[Pointing records]
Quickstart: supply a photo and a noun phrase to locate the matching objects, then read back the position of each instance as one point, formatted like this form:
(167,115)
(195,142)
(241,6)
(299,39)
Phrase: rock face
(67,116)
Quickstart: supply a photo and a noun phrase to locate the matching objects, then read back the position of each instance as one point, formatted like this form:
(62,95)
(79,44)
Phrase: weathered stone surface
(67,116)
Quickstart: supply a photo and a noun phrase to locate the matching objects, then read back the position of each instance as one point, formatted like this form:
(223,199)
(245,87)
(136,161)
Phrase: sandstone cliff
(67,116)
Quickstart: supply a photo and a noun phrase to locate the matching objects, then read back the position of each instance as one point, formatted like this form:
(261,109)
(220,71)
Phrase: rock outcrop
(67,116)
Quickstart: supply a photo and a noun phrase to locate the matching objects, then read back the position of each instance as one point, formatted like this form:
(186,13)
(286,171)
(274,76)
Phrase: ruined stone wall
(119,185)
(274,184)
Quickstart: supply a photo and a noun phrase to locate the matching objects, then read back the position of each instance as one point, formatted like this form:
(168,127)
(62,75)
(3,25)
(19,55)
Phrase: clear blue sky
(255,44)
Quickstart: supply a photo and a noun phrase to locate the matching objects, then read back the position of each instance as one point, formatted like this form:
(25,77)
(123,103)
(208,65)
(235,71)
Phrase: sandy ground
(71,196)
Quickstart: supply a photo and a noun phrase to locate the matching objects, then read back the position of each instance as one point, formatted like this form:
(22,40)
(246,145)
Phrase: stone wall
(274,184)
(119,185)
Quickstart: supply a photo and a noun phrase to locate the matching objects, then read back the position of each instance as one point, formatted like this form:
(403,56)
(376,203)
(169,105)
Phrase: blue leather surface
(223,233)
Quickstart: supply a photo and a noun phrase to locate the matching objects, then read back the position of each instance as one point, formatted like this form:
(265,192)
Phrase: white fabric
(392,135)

▶ **Work to do**: Count the lines in the data above that contain the word "surface". Reply with only the number.

▶ **Result**: 2